Exercise brief
Render part of the listing below as a Markdown table with the columns Row and Line, one numbered row per line and no blank lines. Include only the stretch that begins with the line containing "QA review pass — verify and re-annotate all instances of second" and runs through the line containing "[[155, 51, 185, 133], [176, 48, 260, 200]]".

— start of Given data —

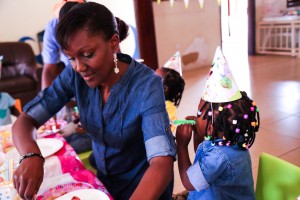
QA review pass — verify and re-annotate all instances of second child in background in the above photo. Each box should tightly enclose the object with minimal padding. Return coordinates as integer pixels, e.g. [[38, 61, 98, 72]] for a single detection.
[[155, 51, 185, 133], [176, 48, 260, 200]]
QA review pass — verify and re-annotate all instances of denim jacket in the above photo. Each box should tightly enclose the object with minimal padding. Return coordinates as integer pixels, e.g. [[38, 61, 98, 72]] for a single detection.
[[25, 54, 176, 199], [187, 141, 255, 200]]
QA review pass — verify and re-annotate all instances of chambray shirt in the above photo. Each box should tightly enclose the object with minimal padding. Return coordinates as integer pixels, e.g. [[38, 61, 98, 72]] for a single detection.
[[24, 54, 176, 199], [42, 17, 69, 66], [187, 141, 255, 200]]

— end of Given data —
— start of Given data —

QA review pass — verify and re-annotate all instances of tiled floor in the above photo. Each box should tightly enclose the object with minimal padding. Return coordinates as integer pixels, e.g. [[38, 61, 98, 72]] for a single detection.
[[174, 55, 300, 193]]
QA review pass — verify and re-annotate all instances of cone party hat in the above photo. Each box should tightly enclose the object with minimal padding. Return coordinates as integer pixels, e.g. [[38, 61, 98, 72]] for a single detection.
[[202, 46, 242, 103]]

— end of Given data —

Worked solution
| Row | Line |
|---|---|
| 1 | QA review pass — verify and re-annotate all instances of second child in background in the above photo. Each box should tightly enclose the object with minimal padding. Return coordinates as integer pixels, e.g. [[38, 61, 98, 72]] for a single detection. |
| 2 | [[155, 51, 185, 133], [176, 48, 260, 200]] |